**Passage to read**

I prefer that design more, I'm not a fan of those two devil 8s, though their price is impressive.


----------



## ra1der2 (Sep 18, 2009)

This schecter devil looks very similar to the gene simmons punisher bass to me. I've never owned or played a schecter but from their last run of c-8's I noticed one on ebay that, judging from the bridge, looked like it had been built without ever having even one note played on it, and that scared me away from buying one.


----------



## JonnHatch (Sep 18, 2009)

TomAwesome said:


> This Photoshop is pretty halfassed, but I'd be pretty tempted if they'd make something like this:


 
DEAR GOD!!!! THAT IS HOTTTTTTTTT!!!
Dude, lower the scoop on the neck cutaway so i could get to the 24th fret and that would be sooooo fucking bomb


----------



## TMM (Sep 25, 2009)

Yeah, one of these is on it's way to NH...






...as are a set of open-back Sperzels (thanks Adam!) and a custom Nordstrand 8 (thanks Brian!).

Gotta say, I've always really liked my tribal Schecter Scorpion baritone my wife (who was my girlfriend at the time) bought for me back when we first started dating, and I've thought for a while, 'how cool would that be as an 8-string?' Well, this is about as close as it gets.

**Prompt A**
In the forum thread about Schecter 8-string guitars, which bass does ra1der2 say the Schecter Devil resembles?
**Prompt B**
Resume the forum thread about Schecter 8-string guitars, beginning right after its final sentence.

**Given information**

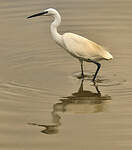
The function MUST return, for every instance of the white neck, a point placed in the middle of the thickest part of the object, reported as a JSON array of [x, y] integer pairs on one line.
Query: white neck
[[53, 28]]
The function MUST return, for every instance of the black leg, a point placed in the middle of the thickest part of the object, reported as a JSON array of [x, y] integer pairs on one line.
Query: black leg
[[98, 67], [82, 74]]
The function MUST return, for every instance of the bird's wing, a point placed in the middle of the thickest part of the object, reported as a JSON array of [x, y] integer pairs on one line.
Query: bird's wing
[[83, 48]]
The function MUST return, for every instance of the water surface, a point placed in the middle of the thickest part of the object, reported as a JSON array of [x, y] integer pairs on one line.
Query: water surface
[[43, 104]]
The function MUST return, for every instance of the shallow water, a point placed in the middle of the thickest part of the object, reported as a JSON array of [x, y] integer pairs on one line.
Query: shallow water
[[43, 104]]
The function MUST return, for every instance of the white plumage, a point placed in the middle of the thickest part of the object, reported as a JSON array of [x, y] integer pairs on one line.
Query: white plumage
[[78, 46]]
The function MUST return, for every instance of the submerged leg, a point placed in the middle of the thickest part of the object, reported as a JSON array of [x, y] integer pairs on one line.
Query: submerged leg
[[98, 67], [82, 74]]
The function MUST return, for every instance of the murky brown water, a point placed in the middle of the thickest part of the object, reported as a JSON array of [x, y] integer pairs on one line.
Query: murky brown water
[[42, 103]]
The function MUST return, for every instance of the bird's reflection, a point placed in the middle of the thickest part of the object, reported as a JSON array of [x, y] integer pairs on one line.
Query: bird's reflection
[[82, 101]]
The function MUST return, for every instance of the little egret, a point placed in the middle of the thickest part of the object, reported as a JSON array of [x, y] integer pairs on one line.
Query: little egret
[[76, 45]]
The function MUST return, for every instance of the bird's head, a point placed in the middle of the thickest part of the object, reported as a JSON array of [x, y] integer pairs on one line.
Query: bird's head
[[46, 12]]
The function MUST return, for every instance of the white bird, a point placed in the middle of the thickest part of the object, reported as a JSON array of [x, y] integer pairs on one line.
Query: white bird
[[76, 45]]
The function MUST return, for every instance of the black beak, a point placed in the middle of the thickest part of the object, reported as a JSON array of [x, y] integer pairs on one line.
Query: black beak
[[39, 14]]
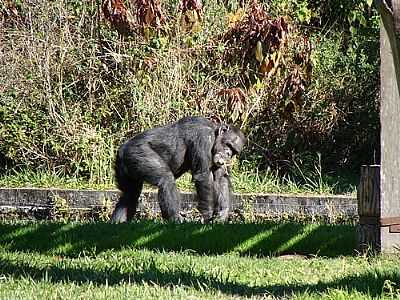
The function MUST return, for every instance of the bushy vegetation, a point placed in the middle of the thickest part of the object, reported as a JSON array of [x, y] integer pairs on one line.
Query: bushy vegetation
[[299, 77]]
---
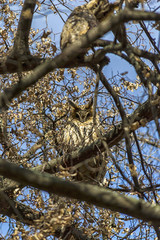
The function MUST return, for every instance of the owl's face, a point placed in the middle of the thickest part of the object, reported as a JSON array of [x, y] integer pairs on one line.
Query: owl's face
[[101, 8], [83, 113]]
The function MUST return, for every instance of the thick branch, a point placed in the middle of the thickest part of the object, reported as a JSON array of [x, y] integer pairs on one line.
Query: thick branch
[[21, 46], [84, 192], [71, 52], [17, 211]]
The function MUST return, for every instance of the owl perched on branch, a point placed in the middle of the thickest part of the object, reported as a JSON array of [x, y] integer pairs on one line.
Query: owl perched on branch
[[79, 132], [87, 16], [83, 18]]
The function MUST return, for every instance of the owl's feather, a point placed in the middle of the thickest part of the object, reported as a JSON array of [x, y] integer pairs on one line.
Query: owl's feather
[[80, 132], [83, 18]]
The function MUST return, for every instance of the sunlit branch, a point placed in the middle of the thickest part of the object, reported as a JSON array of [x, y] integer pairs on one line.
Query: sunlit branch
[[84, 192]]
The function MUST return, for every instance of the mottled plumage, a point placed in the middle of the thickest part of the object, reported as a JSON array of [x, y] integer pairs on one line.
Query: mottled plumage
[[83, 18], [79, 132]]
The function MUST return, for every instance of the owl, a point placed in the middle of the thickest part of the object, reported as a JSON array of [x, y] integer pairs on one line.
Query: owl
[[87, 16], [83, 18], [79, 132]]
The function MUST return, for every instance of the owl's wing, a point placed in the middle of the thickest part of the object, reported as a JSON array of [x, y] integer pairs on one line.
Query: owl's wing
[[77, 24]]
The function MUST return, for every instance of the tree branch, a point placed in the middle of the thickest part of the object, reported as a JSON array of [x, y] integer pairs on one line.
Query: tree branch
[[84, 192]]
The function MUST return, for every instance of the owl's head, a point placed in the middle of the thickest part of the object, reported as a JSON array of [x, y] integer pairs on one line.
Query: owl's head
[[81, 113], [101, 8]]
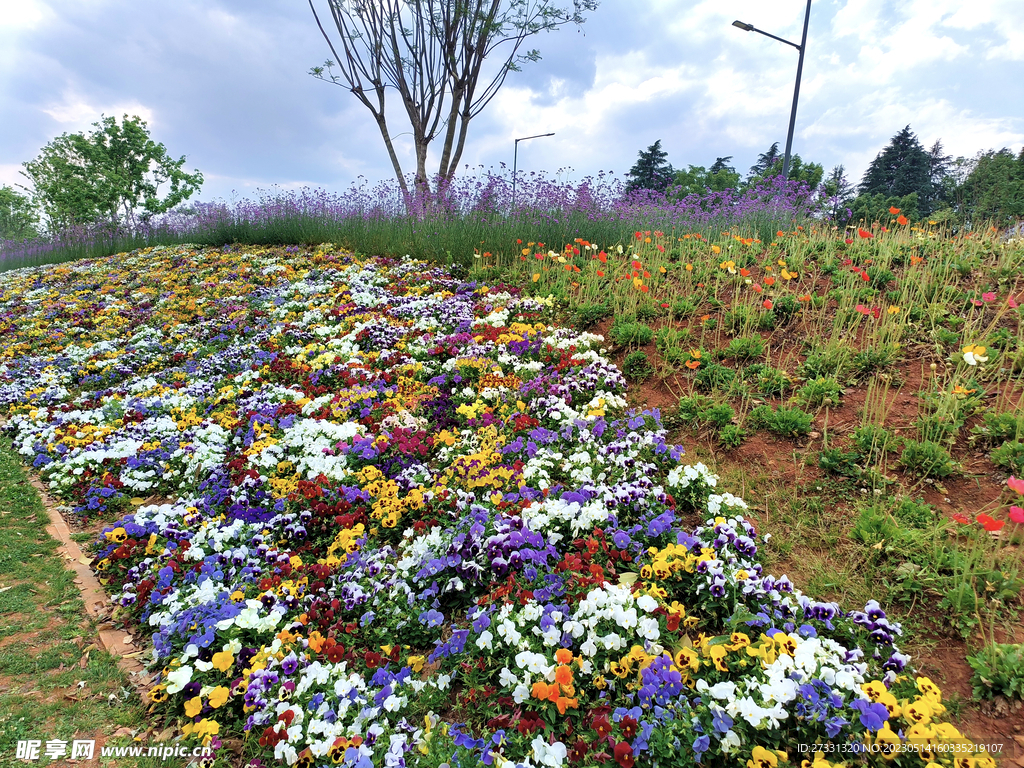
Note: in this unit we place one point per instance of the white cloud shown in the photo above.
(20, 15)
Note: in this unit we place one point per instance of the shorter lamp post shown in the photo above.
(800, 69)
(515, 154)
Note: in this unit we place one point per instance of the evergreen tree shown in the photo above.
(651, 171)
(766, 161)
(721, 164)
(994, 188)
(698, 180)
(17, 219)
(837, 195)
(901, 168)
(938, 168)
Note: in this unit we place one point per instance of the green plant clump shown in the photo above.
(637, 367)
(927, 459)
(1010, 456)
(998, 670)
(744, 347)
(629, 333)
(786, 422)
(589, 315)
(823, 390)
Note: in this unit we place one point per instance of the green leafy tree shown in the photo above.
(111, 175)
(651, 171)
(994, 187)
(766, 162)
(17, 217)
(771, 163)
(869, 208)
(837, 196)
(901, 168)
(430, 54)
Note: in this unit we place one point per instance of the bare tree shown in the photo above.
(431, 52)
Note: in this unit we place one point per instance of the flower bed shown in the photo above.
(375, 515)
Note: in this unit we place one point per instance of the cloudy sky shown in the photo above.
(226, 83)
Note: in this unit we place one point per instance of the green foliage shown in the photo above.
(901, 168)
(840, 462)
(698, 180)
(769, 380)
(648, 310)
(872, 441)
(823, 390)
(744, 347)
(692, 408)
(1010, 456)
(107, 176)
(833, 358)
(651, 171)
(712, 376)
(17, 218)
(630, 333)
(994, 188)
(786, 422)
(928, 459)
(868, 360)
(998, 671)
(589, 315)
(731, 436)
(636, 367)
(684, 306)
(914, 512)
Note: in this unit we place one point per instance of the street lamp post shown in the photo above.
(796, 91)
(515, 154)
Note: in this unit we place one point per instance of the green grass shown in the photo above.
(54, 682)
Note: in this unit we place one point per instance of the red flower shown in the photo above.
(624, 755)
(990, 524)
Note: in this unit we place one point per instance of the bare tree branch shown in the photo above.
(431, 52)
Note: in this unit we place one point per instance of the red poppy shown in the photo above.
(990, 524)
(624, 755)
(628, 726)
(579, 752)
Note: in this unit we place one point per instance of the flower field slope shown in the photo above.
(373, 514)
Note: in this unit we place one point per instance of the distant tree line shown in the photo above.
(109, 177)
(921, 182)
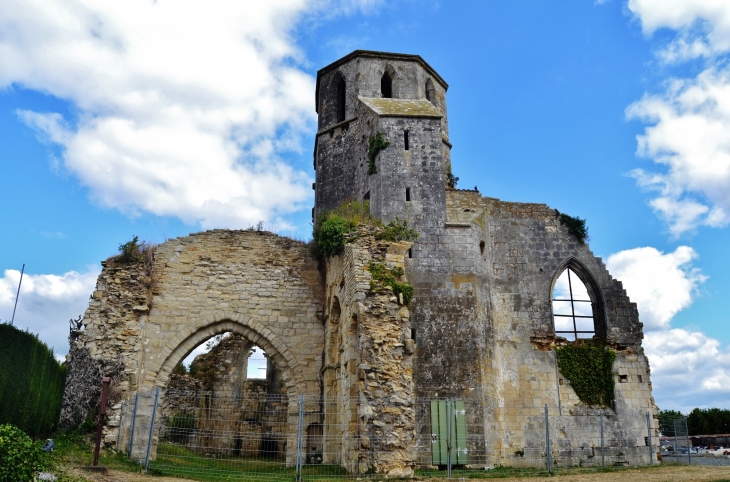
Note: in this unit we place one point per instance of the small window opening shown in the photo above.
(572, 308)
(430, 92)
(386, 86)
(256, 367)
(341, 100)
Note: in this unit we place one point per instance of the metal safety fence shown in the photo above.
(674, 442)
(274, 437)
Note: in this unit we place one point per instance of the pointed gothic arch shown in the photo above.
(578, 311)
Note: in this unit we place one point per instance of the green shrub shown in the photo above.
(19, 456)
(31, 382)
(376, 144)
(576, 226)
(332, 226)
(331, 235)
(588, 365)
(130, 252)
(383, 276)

**Result A**
The Gene Simmons Punisher bass.

**Result B**
And for those of you that like prettier finishes:


----------



## I_infect (Sep 26, 2009)

@TMM:

Nice. I am so torn between the devil spine, and the atx 8 in white, it's killing me. If the blackout 8's were more readily available my choice would be easier.


----------



## TMM (Sep 26, 2009)

I_infect said:


> @TMM:
> 
> Nice. I am so torn between the devil spine, and the atx 8 in white, it's killing me. If the blackout 8's were more readily available my choice would be easier.



I've heard the 18v mod on the EMG808 brings it into Blackout 8 territory, so that might be a good short-term alternative.

For me, the choice was clear - I've always really liked the Scorpion / Devil body style / headstock style, and I was just looking for a unique-looking, reasonably priced, quality 8 to do some custom work to. Plus, the Oni has already taken it's first fall (while @ a recording session w/ the band - don't worry, it's fine), and that scared me enough into looking for a sort of 'beat-around' 8 I can take with me places that I'm not afraid to get a little dinged-up. Of course, I had to add the Sperzels & Nordstrand...  I may even try to track down some ABM mono-rails for this.

Beyond that, the Devil Spine 8 just looks so badass. I especially like the less common logo and awesome inlays, and really, how often do you see an ebony-boarded, 24-fret, quality, set-neck 8 at that kind of a price?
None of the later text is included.